Texte fourni
########

Décentraliser le système de santé

Le 3 décembre dernier, le ministre de la Santé et des Services sociaux, Christian Dubé, déposait le projet de loi 19 dans l’objectif, selon le communiqué du ministère, « d’implanter un nouveau modèle de gestion, de moderniser notre réseau de santé et de décentraliser le réseau de la santé. Les Québécois méritent un réseau de santé humain et performant ». Il faudra cependant attendre un autre projet de loi pour atteindre ces objectifs, car la proposition actuelle ne traite essentiellement que de la gestion et de la sécurité des renseignements personnels, dont le dossier médical.
Même si ces questions sont importantes et méritent une mise à niveau législative, nous sommes loin de la mise en œuvre d’un nouveau modèle de gestion et d’une décentralisation du réseau de la santé et des services sociaux, qui sont pourtant parmi les conditions majeures pour en faire un réseau « humain et performant ».

########

Données sources
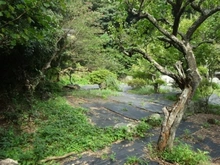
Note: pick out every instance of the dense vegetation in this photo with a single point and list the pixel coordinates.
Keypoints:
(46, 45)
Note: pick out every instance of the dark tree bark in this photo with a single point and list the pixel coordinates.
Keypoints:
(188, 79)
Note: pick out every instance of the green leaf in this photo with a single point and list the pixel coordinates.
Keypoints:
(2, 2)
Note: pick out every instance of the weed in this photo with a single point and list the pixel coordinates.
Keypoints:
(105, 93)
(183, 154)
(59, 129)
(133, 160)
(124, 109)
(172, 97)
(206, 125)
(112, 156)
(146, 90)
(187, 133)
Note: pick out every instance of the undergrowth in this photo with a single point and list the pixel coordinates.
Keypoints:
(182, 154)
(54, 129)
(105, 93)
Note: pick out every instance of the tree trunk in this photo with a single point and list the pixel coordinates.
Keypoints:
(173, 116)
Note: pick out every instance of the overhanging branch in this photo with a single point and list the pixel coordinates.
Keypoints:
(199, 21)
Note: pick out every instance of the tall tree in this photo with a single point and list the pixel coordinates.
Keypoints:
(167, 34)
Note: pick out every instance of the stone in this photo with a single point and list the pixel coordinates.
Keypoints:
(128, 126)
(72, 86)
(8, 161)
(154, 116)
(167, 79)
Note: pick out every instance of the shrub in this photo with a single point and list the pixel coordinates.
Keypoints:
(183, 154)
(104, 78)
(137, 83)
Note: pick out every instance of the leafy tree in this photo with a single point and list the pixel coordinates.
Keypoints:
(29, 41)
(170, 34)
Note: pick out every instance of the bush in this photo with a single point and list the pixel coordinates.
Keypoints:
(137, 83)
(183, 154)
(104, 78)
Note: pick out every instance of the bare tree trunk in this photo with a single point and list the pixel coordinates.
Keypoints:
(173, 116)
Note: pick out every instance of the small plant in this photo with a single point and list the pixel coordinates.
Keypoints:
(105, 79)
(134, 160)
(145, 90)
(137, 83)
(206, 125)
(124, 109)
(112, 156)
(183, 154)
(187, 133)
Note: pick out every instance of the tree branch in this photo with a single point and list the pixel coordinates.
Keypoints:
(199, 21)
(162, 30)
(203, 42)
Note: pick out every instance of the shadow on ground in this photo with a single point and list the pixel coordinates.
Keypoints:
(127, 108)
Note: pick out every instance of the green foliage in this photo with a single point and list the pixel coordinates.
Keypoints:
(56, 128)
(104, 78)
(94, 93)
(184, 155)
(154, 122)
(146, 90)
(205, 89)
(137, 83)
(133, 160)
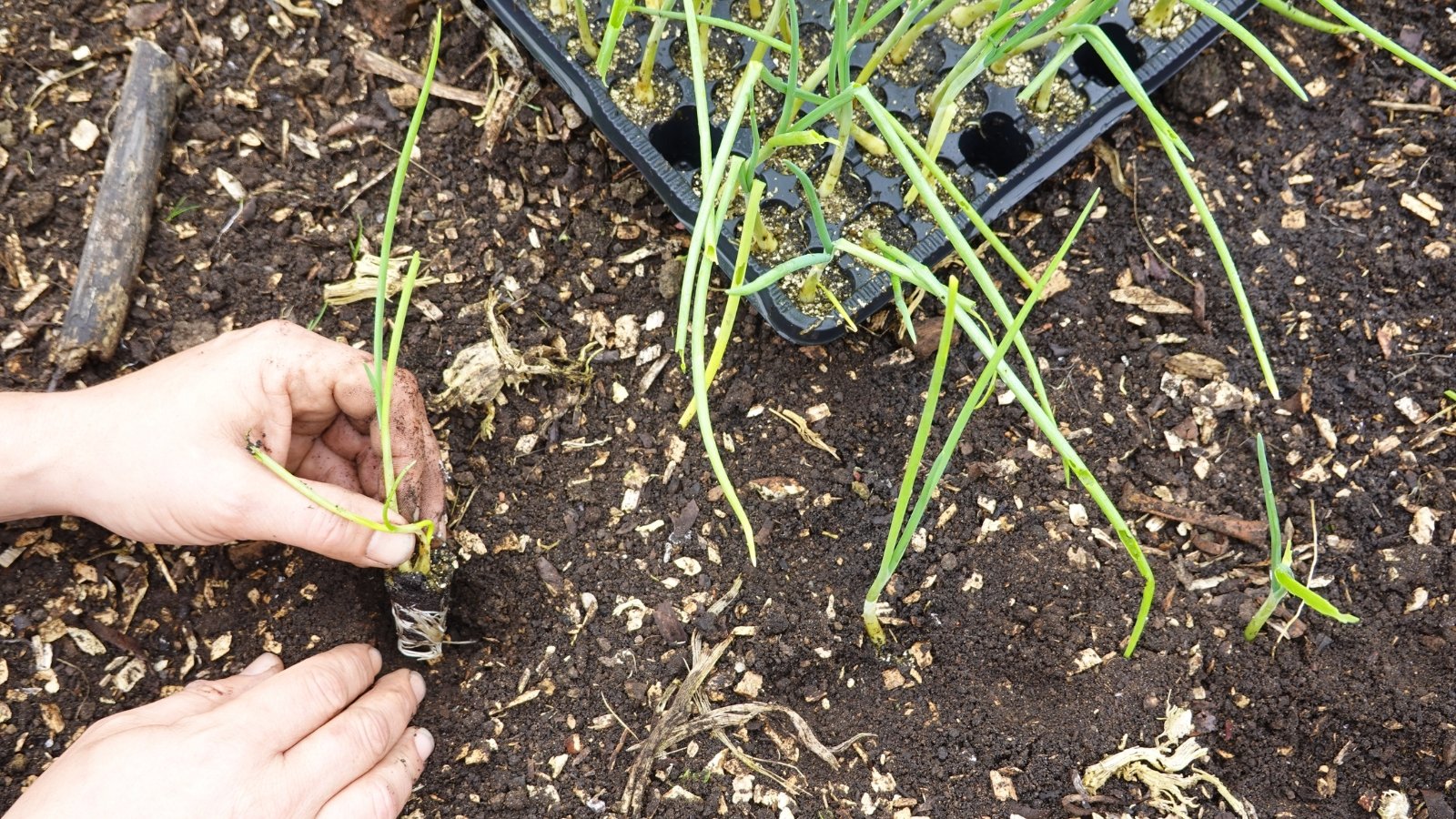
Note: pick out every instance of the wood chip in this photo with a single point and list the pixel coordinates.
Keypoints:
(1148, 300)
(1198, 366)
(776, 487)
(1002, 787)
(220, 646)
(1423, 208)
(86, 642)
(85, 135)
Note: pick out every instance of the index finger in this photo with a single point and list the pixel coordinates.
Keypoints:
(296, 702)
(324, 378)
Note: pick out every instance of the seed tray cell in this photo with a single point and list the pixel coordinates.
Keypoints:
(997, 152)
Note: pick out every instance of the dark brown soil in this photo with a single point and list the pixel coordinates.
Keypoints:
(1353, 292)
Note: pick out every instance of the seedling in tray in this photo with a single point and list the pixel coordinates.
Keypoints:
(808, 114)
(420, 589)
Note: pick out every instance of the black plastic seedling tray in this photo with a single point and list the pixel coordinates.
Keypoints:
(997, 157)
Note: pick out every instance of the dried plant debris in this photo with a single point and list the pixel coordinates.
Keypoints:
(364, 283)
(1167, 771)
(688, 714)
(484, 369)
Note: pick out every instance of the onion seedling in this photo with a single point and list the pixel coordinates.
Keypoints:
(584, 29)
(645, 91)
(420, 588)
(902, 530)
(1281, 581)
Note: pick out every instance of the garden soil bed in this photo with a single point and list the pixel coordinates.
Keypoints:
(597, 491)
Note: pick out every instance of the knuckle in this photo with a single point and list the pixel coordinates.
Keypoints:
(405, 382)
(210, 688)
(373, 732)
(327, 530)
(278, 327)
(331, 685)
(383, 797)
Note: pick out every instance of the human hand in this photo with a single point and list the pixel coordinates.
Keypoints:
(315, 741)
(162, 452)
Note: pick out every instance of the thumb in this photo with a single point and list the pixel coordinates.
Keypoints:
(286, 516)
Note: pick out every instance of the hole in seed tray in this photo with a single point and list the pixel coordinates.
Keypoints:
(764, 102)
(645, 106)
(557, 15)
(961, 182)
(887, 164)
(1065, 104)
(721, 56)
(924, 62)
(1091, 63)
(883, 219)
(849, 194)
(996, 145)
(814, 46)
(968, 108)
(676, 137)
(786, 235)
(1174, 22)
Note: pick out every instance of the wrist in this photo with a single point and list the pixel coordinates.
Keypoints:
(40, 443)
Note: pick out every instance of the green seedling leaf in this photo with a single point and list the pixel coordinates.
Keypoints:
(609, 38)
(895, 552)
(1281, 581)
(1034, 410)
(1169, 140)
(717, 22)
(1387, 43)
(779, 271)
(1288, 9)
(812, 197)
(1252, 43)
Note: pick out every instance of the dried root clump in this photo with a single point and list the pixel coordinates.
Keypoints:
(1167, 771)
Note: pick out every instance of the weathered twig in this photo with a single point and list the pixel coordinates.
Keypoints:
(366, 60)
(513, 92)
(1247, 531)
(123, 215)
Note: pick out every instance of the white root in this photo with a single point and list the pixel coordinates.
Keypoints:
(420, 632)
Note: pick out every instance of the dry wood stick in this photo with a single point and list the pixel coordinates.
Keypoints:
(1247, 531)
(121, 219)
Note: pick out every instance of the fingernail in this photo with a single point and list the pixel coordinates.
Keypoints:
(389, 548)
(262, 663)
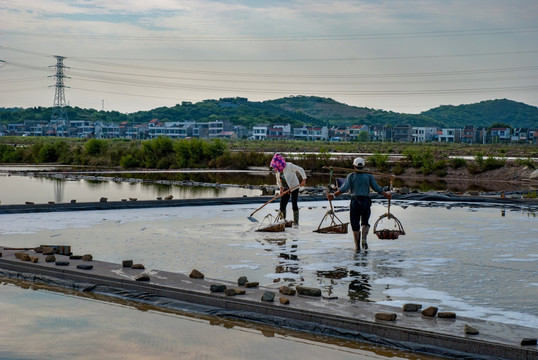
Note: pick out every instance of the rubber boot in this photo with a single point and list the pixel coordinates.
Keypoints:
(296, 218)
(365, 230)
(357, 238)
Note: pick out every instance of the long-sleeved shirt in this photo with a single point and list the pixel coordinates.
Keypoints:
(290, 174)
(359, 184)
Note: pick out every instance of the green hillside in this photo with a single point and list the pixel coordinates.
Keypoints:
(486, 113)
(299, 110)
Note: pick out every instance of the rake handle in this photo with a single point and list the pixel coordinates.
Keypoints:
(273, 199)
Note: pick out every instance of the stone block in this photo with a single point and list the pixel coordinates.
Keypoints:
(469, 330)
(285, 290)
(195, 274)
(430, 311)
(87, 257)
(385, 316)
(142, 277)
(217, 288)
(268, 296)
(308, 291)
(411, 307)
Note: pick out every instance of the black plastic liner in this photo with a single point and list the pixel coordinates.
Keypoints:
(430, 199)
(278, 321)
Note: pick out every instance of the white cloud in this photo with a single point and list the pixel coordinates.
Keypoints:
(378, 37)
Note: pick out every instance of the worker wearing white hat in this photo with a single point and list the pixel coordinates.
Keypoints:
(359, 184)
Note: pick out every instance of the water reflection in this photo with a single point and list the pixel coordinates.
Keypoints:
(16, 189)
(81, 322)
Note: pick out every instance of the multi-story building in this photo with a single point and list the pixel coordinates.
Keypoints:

########

Exercice A
D'après le texte sur la décentralisation du système de santé, répondez aux questions suivantes :
(i) Quel jour le projet de loi 19 a-t-il été déposé ?
(ii) De quoi la proposition actuelle traite-t-elle essentiellement ?
(iii) Selon le paragraphe commençant par « Même si ces questions », quelles conditions majeures font d'un réseau un réseau « humain et performant » ?
Exercice B
Pouvez-vous réécrire plus brièvement le paragraphe du texte sur la décentralisation du système de santé qui commence par « Le 3 décembre dernier », en gardant ses faits principaux ?

Réponse attendue A
(i) Le 3 décembre.
(ii) De la gestion et de la sécurité des renseignements personnels, dont le dossier médical.
(iii) La mise en œuvre d'un nouveau modèle de gestion et une décentralisation du réseau de la santé et des services sociaux.

Réponse attendue B
Le 3 décembre dernier, le ministre de la Santé et des Services sociaux, Christian Dubé, a déposé le projet de loi 19. Selon le ministère, ce projet doit implanter un nouveau modèle de gestion, moderniser le réseau de santé et le décentraliser. Il porte pourtant essentiellement sur la gestion et la sécurité des renseignements personnels, dont le dossier médical. Atteindre ces objectifs exigera donc un autre projet de loi.